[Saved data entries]
┌──
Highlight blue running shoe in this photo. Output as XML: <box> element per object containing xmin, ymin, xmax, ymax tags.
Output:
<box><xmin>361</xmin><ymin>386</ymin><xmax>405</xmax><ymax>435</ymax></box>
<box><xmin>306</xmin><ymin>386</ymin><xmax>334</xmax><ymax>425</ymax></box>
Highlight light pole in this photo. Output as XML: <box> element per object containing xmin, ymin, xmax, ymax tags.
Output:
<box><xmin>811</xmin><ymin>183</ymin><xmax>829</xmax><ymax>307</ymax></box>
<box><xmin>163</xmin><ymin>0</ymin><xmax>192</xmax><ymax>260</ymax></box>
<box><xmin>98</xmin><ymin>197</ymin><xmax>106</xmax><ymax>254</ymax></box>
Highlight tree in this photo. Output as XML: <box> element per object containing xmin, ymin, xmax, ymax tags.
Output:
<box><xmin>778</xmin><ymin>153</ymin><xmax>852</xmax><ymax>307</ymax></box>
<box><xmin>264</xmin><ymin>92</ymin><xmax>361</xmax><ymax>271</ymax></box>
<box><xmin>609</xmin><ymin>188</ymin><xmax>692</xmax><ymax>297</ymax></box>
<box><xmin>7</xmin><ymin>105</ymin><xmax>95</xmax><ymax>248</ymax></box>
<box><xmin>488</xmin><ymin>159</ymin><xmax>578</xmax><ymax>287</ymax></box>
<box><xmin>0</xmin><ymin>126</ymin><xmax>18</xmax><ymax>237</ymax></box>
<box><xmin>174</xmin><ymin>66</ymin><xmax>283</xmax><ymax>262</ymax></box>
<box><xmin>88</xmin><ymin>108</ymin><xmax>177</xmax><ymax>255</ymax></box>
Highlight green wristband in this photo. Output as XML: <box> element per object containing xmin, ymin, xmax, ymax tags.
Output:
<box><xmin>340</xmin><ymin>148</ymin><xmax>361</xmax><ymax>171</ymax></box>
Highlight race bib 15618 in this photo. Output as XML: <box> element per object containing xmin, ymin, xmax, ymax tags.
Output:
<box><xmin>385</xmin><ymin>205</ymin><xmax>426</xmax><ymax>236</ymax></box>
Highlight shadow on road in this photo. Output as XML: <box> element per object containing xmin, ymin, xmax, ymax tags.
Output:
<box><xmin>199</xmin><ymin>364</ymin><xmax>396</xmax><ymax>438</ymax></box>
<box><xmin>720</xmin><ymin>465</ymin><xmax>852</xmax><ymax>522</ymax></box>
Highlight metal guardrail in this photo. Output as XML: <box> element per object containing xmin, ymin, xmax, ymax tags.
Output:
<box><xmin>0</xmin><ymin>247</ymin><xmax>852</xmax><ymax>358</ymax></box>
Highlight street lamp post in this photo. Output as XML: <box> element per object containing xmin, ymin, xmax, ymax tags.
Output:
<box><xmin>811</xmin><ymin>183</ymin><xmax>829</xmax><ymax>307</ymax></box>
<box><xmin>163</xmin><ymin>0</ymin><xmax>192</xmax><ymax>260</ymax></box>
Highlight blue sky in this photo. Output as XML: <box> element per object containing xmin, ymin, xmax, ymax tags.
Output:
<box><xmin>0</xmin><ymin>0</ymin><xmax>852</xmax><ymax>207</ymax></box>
└──
Reproduce all of the material above word for word, leaving nothing out.

Highlight blue running shoe in this photo. Output as XML: <box> element per object containing xmin, ymin, xmax, ymax tags.
Output:
<box><xmin>361</xmin><ymin>386</ymin><xmax>405</xmax><ymax>435</ymax></box>
<box><xmin>306</xmin><ymin>386</ymin><xmax>334</xmax><ymax>425</ymax></box>
Highlight light pole in this photo. Output as XML: <box> element per object containing xmin, ymin, xmax, ymax tags.
Output:
<box><xmin>811</xmin><ymin>183</ymin><xmax>829</xmax><ymax>307</ymax></box>
<box><xmin>163</xmin><ymin>0</ymin><xmax>192</xmax><ymax>260</ymax></box>
<box><xmin>98</xmin><ymin>197</ymin><xmax>106</xmax><ymax>254</ymax></box>
Highlight tree in this photo. Output as XML: <box> element per object containing xmin, ymin, xmax, ymax tags.
Output:
<box><xmin>778</xmin><ymin>153</ymin><xmax>852</xmax><ymax>307</ymax></box>
<box><xmin>264</xmin><ymin>92</ymin><xmax>361</xmax><ymax>271</ymax></box>
<box><xmin>609</xmin><ymin>188</ymin><xmax>692</xmax><ymax>297</ymax></box>
<box><xmin>7</xmin><ymin>105</ymin><xmax>95</xmax><ymax>248</ymax></box>
<box><xmin>488</xmin><ymin>159</ymin><xmax>578</xmax><ymax>287</ymax></box>
<box><xmin>0</xmin><ymin>126</ymin><xmax>18</xmax><ymax>237</ymax></box>
<box><xmin>174</xmin><ymin>66</ymin><xmax>283</xmax><ymax>262</ymax></box>
<box><xmin>88</xmin><ymin>108</ymin><xmax>177</xmax><ymax>255</ymax></box>
Highlight green wristband in this photo. Output as XML: <box> element per object containing xmin, ymin, xmax, ymax tags.
Output:
<box><xmin>340</xmin><ymin>148</ymin><xmax>361</xmax><ymax>171</ymax></box>
Highlight race bib 15618 in this photo. Output as XML: <box> element per object containing xmin, ymin, xmax, ymax tags.
Output:
<box><xmin>385</xmin><ymin>205</ymin><xmax>426</xmax><ymax>236</ymax></box>
Highlight shadow on road in this photo. Output as XML: <box> element per object containing xmin, ymin, xmax, ymax tags.
Output:
<box><xmin>199</xmin><ymin>364</ymin><xmax>396</xmax><ymax>438</ymax></box>
<box><xmin>720</xmin><ymin>465</ymin><xmax>852</xmax><ymax>522</ymax></box>
Highlight metal guardrail in this photo. Output as XML: <box> element per object containing xmin, ymin, xmax, ymax tags.
Output:
<box><xmin>0</xmin><ymin>247</ymin><xmax>852</xmax><ymax>358</ymax></box>
Highlight street lamp post in this photo. Output as XML: <box> element per object containing xmin, ymin, xmax, ymax tags.
Output:
<box><xmin>811</xmin><ymin>183</ymin><xmax>829</xmax><ymax>307</ymax></box>
<box><xmin>163</xmin><ymin>0</ymin><xmax>192</xmax><ymax>260</ymax></box>
Highlight blue sky in this photo. Output as XML: <box> element per object containing xmin, ymin, xmax, ymax tags.
Output:
<box><xmin>0</xmin><ymin>0</ymin><xmax>852</xmax><ymax>207</ymax></box>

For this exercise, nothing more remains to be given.